STATED TASK 1 -
From the blog excerpt about the ANITA balloon launch, list every duration given as a number of hours, and state what each one measures.
STATED TASK 2 -
Write what comes next in the blog excerpt about the ANITA balloon launch, beginning after its final line.
>> BEGIN SOURCE PASSAGE
Brian on the ascent (there is a rope to hang on to pretty soon after this!)

View from the top over the sea ice

Wednesday, 24 December 2008

Christmas Time ...

I'm hungover and working.  Great.  Here's a photo, I hope you enjoy it......

Sunday, 21 December 2008

ANITA has launched!!!

ANITA launched at about 11am NZ time on 21/12!  Fantastic!  It was also pretty good to send it off on the 2nd attempt - last year it took 7.

I'm writing this having been at work for 20 hours yesterday, with 5 hours sleep before another shift today.  Others have been awake and working longer too.  It's possible to track the payload position at http://www.csbf.nasa.gov/map/balloon8/balloon8.htm.  Not the most interesting website admittedly, but still ... here's to hoping for a nice path over the bulk of east Antarctica.

Launching the balloon is a pretty slow and painful process ... here are 4 photos representing few hours!

ANITA on the boss as the balloon gets filled with helium ... slowly ... (about 2 hours after reaching the pad)


Nearly 4 hours after getting onto the pad the balloon is finally ready to launch ...
>> END SOURCE PASSAGE
>> BEGIN ENTRIES SUPPLIED
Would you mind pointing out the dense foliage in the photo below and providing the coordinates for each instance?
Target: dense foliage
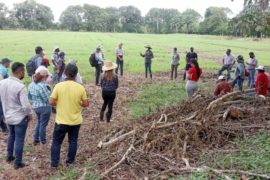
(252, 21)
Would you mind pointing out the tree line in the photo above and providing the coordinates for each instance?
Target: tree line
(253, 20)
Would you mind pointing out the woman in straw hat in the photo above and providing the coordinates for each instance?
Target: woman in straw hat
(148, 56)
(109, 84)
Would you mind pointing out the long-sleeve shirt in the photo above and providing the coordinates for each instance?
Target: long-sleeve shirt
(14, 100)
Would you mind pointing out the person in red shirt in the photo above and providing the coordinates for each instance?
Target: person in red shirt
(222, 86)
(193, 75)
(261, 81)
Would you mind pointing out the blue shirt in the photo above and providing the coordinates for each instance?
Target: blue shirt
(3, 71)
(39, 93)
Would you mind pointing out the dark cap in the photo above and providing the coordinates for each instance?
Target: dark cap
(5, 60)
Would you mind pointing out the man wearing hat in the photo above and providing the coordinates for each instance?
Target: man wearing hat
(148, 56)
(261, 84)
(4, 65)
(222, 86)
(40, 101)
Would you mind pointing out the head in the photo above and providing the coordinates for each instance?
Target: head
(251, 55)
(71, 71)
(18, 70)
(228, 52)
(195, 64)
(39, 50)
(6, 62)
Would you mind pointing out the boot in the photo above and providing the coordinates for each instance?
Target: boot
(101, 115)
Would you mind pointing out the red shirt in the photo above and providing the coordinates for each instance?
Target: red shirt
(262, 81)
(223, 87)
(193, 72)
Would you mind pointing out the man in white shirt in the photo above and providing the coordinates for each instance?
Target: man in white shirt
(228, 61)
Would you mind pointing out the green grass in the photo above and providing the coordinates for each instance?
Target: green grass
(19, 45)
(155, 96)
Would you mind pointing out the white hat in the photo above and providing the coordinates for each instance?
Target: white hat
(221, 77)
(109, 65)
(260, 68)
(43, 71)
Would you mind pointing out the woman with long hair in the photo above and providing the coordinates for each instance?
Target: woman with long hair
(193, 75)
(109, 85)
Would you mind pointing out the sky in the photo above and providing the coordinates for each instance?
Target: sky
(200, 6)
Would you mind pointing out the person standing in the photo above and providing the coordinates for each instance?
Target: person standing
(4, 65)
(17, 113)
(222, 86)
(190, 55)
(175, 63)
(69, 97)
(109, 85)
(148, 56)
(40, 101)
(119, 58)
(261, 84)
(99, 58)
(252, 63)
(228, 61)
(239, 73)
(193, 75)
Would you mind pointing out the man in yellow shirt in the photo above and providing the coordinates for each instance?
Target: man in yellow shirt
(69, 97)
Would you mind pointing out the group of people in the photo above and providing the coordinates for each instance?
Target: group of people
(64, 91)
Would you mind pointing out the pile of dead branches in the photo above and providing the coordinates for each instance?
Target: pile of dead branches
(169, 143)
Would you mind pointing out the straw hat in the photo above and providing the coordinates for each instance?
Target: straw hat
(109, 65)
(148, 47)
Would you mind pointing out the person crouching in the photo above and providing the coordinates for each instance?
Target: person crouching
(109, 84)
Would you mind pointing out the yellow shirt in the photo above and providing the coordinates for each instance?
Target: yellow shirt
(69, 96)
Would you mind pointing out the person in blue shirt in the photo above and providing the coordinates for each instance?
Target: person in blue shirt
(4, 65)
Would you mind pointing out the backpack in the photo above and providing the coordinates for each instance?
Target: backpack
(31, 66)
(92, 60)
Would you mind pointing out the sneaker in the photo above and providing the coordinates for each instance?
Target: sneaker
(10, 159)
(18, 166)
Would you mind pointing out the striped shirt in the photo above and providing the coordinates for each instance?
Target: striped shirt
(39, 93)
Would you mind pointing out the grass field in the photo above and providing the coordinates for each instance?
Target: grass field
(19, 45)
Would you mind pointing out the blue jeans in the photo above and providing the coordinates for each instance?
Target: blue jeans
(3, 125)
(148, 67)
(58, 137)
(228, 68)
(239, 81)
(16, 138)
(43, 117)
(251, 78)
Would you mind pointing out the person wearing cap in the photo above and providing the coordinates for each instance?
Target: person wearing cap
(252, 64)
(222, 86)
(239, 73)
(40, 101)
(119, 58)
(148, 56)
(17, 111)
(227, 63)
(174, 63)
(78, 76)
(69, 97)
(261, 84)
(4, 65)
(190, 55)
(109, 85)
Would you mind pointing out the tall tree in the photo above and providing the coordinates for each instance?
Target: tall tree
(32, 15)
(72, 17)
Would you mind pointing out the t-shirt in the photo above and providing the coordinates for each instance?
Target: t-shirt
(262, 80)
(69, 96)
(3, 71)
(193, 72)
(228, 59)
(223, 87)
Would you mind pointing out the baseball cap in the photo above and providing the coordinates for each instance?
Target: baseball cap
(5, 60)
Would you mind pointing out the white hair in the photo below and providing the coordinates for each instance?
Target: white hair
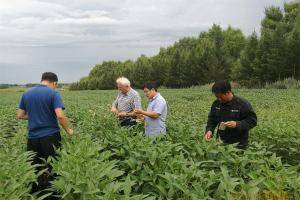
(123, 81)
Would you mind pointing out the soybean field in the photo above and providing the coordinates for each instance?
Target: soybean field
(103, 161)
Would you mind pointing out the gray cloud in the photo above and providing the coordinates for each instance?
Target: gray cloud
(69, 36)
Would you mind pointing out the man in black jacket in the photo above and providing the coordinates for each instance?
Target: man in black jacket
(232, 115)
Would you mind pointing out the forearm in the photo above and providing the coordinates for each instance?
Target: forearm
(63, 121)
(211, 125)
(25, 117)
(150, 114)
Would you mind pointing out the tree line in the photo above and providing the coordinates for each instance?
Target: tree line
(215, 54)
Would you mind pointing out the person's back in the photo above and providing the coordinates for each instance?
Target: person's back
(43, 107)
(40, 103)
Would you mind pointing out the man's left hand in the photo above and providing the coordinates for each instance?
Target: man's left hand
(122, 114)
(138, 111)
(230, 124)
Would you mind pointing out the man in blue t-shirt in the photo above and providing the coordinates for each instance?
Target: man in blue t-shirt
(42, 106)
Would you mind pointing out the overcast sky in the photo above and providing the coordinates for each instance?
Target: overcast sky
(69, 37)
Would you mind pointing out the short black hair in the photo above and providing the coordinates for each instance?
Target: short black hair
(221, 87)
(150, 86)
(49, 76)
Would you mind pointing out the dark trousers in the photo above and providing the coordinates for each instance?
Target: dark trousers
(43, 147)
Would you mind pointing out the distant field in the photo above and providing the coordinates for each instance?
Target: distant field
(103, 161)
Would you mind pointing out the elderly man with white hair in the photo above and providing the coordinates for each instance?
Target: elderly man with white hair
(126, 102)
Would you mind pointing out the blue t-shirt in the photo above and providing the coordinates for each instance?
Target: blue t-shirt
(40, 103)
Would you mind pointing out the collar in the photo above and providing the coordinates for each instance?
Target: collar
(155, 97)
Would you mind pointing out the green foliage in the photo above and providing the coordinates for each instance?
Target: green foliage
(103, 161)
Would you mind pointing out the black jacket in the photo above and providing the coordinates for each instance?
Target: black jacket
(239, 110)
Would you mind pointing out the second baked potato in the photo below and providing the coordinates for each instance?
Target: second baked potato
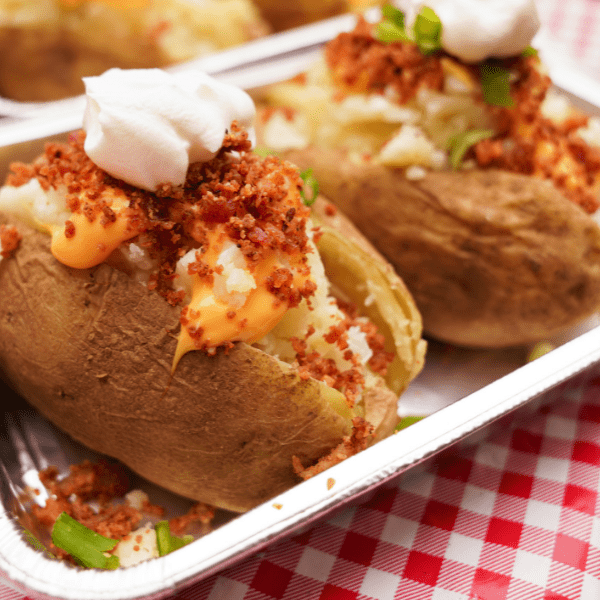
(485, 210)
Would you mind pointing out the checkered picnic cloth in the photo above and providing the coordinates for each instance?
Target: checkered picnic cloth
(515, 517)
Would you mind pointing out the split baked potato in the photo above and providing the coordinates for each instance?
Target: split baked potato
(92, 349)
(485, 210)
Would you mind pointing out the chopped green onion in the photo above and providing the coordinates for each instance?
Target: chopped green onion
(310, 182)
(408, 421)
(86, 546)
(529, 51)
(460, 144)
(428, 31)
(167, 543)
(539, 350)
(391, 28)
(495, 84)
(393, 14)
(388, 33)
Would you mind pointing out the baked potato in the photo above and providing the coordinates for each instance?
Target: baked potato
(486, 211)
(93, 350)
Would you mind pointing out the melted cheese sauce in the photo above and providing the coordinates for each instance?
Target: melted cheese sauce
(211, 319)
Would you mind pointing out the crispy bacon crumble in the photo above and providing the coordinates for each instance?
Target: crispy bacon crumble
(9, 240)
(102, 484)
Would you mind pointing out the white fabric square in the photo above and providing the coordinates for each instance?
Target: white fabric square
>> END ENTRIES SUPPLIED
WRITTEN REPLY 1 -
- 20 hours: the time spent at work the previous day
- 5 hours: the sleep taken before another shift
- about 2 hours: the time after reaching the pad, while the balloon was being filled with helium
- nearly 4 hours: the time after getting onto the pad until the balloon was ready to launch

WRITTEN REPLY 2 -
ANITA gets released and the drop downs deploy


Now I just sit and watch data coming down.  Tomorrow I'm going to do some serious catching up on lost Zzzs.
4 hours after launch, the balloon is at 36km and fully inflated!  ANITA is still visible.

Saturday, 20 December 2008

Not launch day!!!

Turns out it wasn't a launch after all.  The balloon was about to be laid out on the pad.  ANITA was ready to get attached.  The weather was so perfect even the weatherman couldn't stop us.

But then a hard drive in the SIP (support instrumentation package) failed.  So after a day of hoping, waiting, watching the goings on and of taking photos of ANITA, we'll have to wait until tomorrow to (hopefully) launch the balloon.

Fingers crossed again.  And a 4am start.

Friday, 19 December 2008

Launch Day!!!

Today is launch day!  As long as the weatherman doesn't screw us over we'll have come into work at 5:30am for a reason.  Photos will follow if anything happens ....  fingers crossed!

Hikes

As the weather gets warmer down here more hiking trails are opened up for members of the local communities to use.  Having hiked only up Ob Hill so far (unless you count my stroll along the pressure ridges) I decided I needed to get out a bit more.

A nice length walk around the coast to the West of McMurdo (Ob Hill being just to the East) got me off to a good start.  The ground here is still loose like Ob Hill, though not quite as treacherous.  But the best part was views over the sea ice - away from McMurdo and with views of neither town, LDB or Scott Base for the first time since the ice caves (when I wasn't sick of them anyway).

I've also been cross country skiing a few times, mostly around the balloon pad which isn't exactly a great distance but still leaves muscles aching.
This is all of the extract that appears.